- WHAT IS BEING ASKED: No line before the one containing "blurred pink foliage." is to be output; retype exactly that line and all lines that follow it to the end of the records.

- INPUT RECORDS:
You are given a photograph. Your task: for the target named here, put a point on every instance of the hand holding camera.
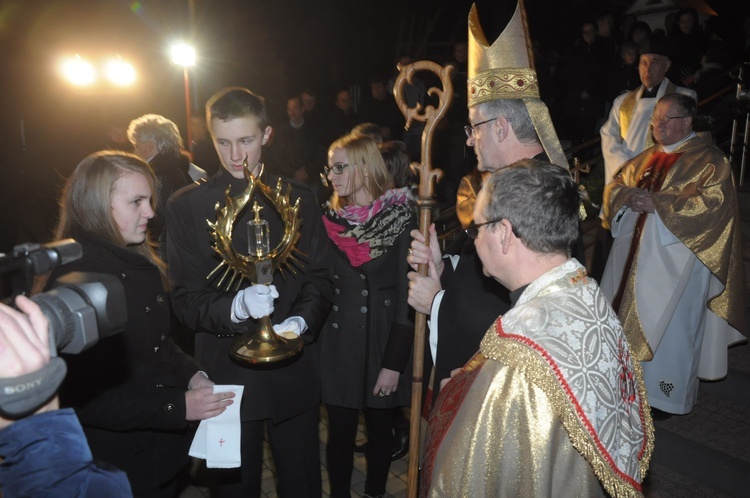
(24, 345)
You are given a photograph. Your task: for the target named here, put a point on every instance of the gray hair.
(541, 202)
(686, 103)
(514, 110)
(158, 129)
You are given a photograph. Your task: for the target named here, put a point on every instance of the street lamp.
(82, 73)
(184, 55)
(78, 71)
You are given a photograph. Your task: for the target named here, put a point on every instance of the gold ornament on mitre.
(505, 70)
(257, 267)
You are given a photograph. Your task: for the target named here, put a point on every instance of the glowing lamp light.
(119, 73)
(78, 71)
(183, 55)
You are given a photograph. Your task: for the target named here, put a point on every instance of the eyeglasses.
(473, 231)
(337, 168)
(657, 120)
(470, 128)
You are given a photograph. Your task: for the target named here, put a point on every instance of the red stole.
(651, 180)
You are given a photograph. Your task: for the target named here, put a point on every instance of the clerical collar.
(516, 295)
(650, 93)
(669, 148)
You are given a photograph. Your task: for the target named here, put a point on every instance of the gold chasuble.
(551, 405)
(697, 202)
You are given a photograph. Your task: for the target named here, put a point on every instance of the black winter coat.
(279, 390)
(371, 327)
(128, 390)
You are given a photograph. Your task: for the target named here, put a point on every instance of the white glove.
(293, 324)
(255, 301)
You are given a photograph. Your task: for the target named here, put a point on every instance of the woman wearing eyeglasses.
(367, 341)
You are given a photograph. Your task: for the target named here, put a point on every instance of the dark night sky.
(273, 47)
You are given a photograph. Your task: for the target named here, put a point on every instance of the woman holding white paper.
(134, 392)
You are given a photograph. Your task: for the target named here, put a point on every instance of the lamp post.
(184, 55)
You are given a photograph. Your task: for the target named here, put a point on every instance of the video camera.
(81, 308)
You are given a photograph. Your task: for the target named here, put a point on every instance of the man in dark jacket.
(282, 398)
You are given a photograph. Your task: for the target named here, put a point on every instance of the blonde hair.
(86, 201)
(364, 157)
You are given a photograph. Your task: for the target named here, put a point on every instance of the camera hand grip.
(21, 396)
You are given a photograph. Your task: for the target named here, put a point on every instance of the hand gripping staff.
(431, 117)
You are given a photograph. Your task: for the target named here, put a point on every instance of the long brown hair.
(86, 201)
(363, 156)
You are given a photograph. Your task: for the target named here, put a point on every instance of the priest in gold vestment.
(553, 404)
(675, 273)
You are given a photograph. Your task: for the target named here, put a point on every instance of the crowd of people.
(519, 405)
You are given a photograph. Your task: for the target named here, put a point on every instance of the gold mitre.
(505, 70)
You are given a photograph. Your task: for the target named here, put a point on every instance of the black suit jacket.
(470, 304)
(281, 390)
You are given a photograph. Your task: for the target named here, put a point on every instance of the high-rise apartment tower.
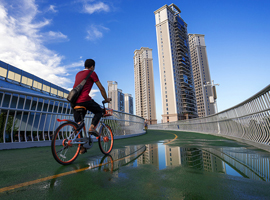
(128, 103)
(144, 85)
(201, 74)
(176, 78)
(118, 100)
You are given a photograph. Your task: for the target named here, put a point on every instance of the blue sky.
(51, 39)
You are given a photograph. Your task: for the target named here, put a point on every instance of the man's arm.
(103, 92)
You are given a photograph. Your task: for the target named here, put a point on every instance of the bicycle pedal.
(89, 144)
(81, 139)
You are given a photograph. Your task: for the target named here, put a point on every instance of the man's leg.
(98, 113)
(97, 110)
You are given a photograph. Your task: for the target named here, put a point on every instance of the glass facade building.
(176, 76)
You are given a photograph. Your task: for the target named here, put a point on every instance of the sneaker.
(94, 133)
(83, 150)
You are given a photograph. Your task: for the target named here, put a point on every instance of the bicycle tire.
(105, 140)
(106, 163)
(65, 153)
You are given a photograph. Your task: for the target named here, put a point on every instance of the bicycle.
(68, 139)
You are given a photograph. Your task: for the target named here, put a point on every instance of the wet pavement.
(158, 165)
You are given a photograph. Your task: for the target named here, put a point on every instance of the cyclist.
(85, 100)
(145, 124)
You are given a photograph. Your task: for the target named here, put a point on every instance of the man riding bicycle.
(85, 100)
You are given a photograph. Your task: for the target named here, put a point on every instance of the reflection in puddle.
(239, 162)
(232, 161)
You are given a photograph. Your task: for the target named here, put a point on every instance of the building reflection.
(231, 161)
(150, 156)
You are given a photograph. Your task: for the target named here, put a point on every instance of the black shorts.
(93, 107)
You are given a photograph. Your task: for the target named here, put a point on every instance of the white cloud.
(52, 36)
(22, 42)
(97, 7)
(52, 9)
(95, 32)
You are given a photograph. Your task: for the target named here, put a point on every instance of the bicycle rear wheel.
(63, 151)
(105, 140)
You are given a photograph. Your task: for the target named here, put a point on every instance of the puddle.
(237, 161)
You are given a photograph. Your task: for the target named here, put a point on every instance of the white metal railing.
(29, 117)
(249, 120)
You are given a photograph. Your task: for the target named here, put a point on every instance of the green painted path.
(157, 165)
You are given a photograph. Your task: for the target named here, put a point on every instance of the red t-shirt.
(84, 96)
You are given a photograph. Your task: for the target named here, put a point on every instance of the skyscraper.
(176, 78)
(144, 85)
(128, 103)
(117, 96)
(201, 74)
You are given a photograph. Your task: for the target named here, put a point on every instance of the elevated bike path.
(157, 165)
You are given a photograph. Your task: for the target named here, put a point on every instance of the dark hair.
(89, 63)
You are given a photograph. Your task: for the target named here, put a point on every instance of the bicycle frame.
(82, 128)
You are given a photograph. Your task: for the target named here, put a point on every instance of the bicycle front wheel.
(63, 151)
(105, 140)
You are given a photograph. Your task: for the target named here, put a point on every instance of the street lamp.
(213, 98)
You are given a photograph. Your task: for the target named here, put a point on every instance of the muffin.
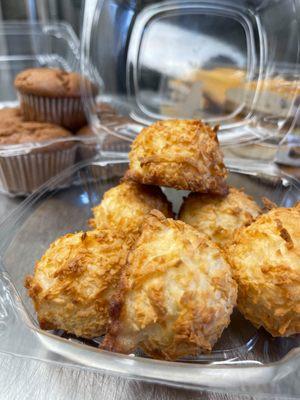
(52, 95)
(31, 153)
(9, 115)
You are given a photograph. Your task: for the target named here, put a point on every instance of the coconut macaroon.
(265, 259)
(183, 154)
(125, 206)
(176, 294)
(219, 216)
(74, 280)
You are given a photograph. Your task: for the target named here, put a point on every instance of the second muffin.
(52, 95)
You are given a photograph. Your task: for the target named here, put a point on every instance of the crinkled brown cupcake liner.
(66, 111)
(22, 174)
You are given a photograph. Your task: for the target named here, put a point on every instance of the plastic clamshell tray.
(24, 167)
(244, 359)
(227, 62)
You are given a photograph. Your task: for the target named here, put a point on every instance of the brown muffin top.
(85, 131)
(10, 114)
(50, 82)
(26, 132)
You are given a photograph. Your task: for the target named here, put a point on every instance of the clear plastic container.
(232, 63)
(244, 359)
(23, 168)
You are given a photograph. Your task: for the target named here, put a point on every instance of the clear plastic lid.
(235, 64)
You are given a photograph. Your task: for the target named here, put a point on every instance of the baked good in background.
(52, 95)
(265, 260)
(125, 206)
(31, 153)
(219, 216)
(183, 154)
(9, 115)
(201, 91)
(176, 293)
(74, 280)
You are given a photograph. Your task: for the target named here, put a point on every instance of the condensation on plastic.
(233, 63)
(244, 359)
(28, 45)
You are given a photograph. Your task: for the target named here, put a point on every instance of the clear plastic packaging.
(232, 63)
(244, 359)
(23, 168)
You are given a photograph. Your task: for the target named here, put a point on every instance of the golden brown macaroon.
(176, 294)
(74, 280)
(265, 259)
(219, 216)
(125, 206)
(183, 154)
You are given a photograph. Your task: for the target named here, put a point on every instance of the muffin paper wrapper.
(67, 112)
(22, 174)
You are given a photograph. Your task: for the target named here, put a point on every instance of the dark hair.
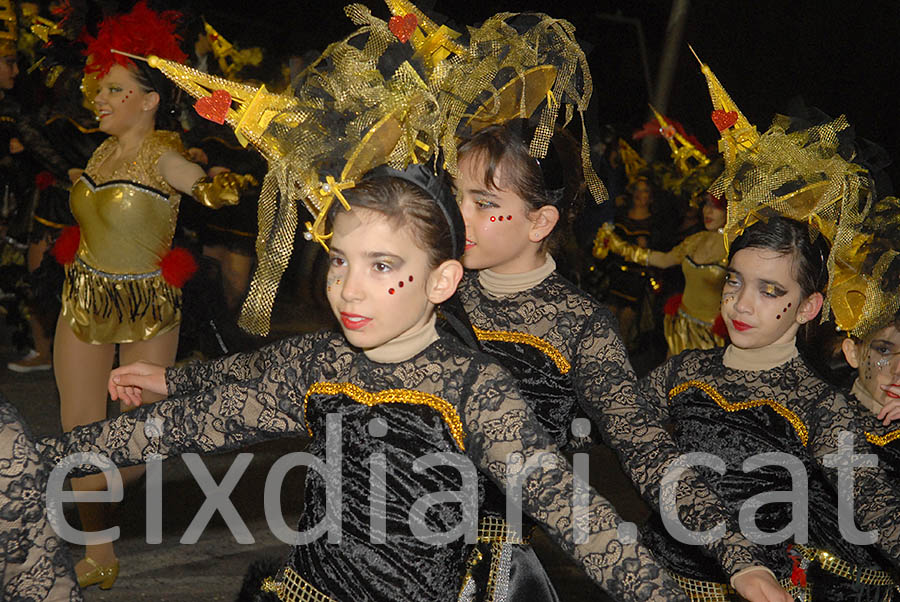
(405, 204)
(503, 146)
(786, 236)
(153, 80)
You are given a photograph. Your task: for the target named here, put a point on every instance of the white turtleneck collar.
(510, 284)
(763, 358)
(406, 345)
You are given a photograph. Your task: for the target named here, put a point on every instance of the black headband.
(436, 186)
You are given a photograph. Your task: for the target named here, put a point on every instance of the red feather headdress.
(142, 32)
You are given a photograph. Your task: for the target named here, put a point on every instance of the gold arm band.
(224, 189)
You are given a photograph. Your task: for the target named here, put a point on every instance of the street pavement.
(214, 566)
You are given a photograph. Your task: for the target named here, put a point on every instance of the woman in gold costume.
(692, 322)
(123, 280)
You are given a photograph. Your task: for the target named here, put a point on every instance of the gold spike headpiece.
(526, 66)
(231, 60)
(9, 31)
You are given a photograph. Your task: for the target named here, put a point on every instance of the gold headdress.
(516, 66)
(365, 102)
(9, 32)
(800, 175)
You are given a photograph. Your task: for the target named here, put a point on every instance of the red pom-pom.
(66, 245)
(178, 266)
(719, 328)
(44, 180)
(672, 304)
(142, 32)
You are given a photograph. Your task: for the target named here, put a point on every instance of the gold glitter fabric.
(526, 65)
(408, 396)
(729, 406)
(114, 291)
(802, 175)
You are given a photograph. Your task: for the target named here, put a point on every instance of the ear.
(443, 280)
(151, 101)
(543, 221)
(810, 308)
(851, 352)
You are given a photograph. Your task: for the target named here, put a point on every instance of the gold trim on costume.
(728, 406)
(448, 412)
(882, 440)
(293, 588)
(844, 569)
(526, 339)
(712, 591)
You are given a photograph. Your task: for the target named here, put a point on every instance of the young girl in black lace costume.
(561, 344)
(34, 563)
(388, 390)
(759, 396)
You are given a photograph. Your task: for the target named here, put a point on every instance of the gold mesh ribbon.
(846, 570)
(517, 66)
(713, 591)
(294, 588)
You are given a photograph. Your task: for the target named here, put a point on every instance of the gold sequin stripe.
(448, 412)
(844, 569)
(293, 588)
(713, 591)
(526, 339)
(728, 406)
(882, 440)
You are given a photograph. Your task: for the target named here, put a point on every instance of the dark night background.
(838, 56)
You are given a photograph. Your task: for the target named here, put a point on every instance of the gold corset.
(114, 291)
(126, 228)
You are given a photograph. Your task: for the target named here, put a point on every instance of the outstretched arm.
(218, 419)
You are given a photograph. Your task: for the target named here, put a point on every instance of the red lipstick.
(354, 321)
(740, 326)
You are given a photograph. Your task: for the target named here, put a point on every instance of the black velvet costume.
(736, 414)
(34, 563)
(443, 399)
(563, 348)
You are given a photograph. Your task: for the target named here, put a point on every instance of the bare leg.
(82, 370)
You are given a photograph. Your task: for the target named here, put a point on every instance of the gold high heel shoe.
(104, 575)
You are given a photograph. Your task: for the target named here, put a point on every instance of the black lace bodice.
(34, 563)
(734, 415)
(444, 399)
(564, 348)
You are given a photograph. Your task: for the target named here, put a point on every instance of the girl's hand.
(127, 383)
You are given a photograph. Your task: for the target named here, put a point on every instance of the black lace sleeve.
(198, 376)
(507, 442)
(34, 563)
(876, 499)
(222, 418)
(633, 419)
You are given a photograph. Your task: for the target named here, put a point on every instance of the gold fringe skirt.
(106, 308)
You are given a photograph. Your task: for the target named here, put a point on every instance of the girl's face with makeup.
(762, 302)
(878, 362)
(377, 279)
(497, 221)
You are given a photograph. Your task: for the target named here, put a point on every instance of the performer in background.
(122, 282)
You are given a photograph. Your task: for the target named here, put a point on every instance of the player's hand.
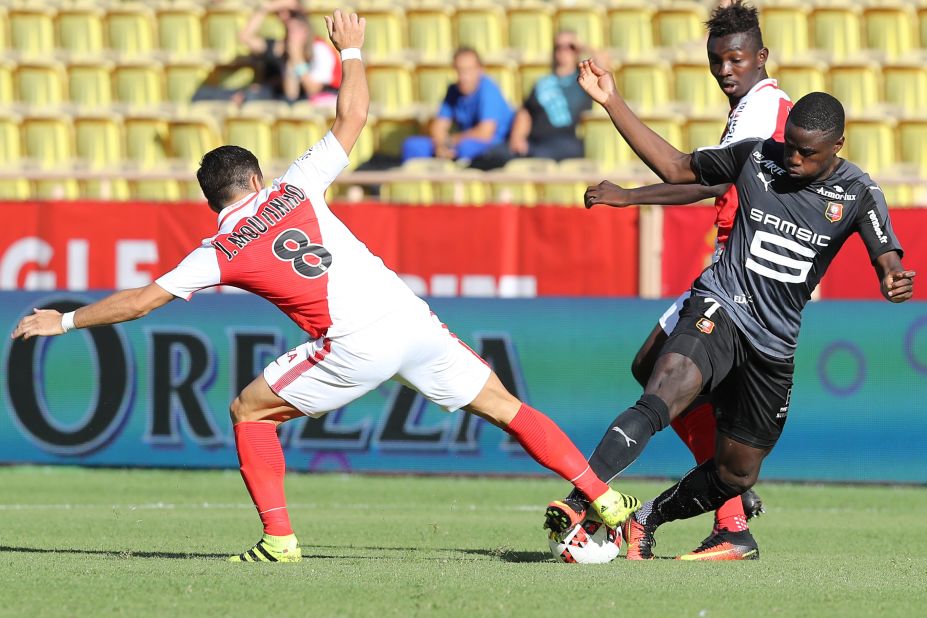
(598, 83)
(898, 286)
(607, 193)
(346, 31)
(42, 322)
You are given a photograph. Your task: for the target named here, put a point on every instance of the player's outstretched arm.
(610, 194)
(122, 306)
(347, 32)
(897, 283)
(669, 164)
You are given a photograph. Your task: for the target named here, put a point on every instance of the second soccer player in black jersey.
(737, 333)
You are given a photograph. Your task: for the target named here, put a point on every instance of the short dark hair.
(225, 172)
(736, 18)
(819, 111)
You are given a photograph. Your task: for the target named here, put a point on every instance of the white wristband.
(350, 53)
(67, 321)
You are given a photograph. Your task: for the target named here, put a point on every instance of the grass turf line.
(81, 542)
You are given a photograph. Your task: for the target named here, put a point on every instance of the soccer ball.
(588, 542)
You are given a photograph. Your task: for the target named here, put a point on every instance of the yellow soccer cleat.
(613, 507)
(272, 549)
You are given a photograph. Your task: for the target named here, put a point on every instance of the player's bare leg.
(256, 413)
(550, 447)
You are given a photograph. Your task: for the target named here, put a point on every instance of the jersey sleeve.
(199, 270)
(874, 224)
(715, 165)
(318, 167)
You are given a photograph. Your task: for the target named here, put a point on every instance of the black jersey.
(785, 236)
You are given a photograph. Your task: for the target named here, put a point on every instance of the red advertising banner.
(439, 250)
(688, 242)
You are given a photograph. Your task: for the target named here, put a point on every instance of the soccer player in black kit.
(737, 333)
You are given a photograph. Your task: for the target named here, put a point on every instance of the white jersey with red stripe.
(285, 245)
(761, 112)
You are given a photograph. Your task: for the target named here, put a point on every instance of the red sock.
(551, 448)
(697, 429)
(262, 468)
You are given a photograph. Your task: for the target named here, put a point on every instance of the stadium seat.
(90, 83)
(870, 144)
(799, 78)
(586, 19)
(531, 30)
(905, 87)
(80, 29)
(130, 29)
(891, 29)
(481, 27)
(912, 138)
(631, 30)
(648, 85)
(698, 89)
(139, 83)
(430, 32)
(180, 28)
(785, 30)
(856, 86)
(680, 24)
(32, 30)
(183, 78)
(837, 31)
(40, 83)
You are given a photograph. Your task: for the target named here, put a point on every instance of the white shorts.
(411, 346)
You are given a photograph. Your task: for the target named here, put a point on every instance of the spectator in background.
(474, 106)
(545, 125)
(301, 66)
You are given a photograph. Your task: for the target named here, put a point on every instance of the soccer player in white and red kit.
(365, 325)
(759, 108)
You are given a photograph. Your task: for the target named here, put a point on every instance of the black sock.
(627, 436)
(701, 490)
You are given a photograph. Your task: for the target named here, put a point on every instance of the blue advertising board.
(155, 392)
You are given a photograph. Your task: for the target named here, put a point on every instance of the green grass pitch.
(78, 542)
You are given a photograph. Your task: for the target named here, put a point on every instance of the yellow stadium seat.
(912, 138)
(891, 29)
(180, 28)
(648, 85)
(130, 28)
(799, 78)
(698, 89)
(432, 81)
(182, 79)
(587, 20)
(32, 30)
(631, 28)
(531, 30)
(482, 28)
(856, 86)
(430, 32)
(191, 137)
(837, 31)
(254, 132)
(905, 87)
(221, 26)
(80, 29)
(90, 83)
(40, 83)
(139, 83)
(785, 30)
(680, 24)
(870, 144)
(390, 85)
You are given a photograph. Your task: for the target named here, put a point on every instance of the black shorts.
(750, 390)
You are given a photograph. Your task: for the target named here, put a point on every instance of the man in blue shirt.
(473, 106)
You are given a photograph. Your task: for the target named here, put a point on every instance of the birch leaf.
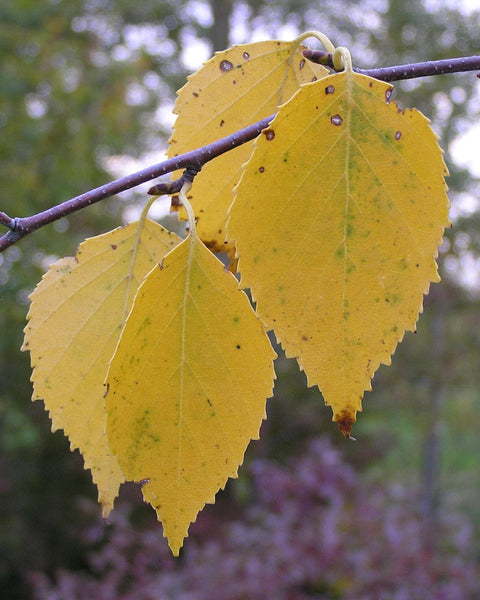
(187, 385)
(337, 221)
(73, 328)
(236, 88)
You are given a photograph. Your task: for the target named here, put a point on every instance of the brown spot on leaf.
(269, 134)
(226, 65)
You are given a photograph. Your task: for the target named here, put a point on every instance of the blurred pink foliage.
(313, 529)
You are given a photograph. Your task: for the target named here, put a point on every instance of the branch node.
(8, 221)
(170, 188)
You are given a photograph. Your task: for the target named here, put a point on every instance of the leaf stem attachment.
(182, 196)
(342, 59)
(321, 37)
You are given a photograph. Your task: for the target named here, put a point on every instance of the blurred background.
(86, 91)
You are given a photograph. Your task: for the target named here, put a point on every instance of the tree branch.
(19, 227)
(409, 71)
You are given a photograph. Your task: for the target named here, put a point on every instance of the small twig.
(410, 71)
(7, 221)
(173, 187)
(194, 160)
(21, 226)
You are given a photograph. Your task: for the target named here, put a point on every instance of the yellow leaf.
(236, 88)
(337, 221)
(187, 385)
(73, 327)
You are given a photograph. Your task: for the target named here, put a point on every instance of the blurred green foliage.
(85, 80)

- FINISHED EXERCISE:
You are given a photograph. Your task: for the target named here, put a point on every instance of the blurred pink foliage.
(313, 529)
You are given a photograph. Your task: for the target named here, put a point on every instance of the branch node.
(8, 221)
(170, 188)
You are given a photograph. Your task: for the target named here, put a point on every instance of the leaf stem attachment.
(182, 196)
(342, 59)
(321, 37)
You are given a photograph. Your task: for the target named here, put a point on every instance of the blurred background.
(86, 91)
You are given a photograph. Your task: for the target named here, put a point on every instance of the tree branch.
(19, 227)
(409, 71)
You are given a photograph. Your task: for the target named here, put a point on every instance of the small twig.
(410, 71)
(7, 221)
(173, 187)
(194, 160)
(21, 226)
You are given a photograph. Your task: for the target named here, put a point on every instance of the yellow leaf.
(236, 88)
(337, 221)
(187, 385)
(73, 327)
You are given a photograph. Your task: for the target named here, put a point on every instance of the blurred green foliage.
(85, 80)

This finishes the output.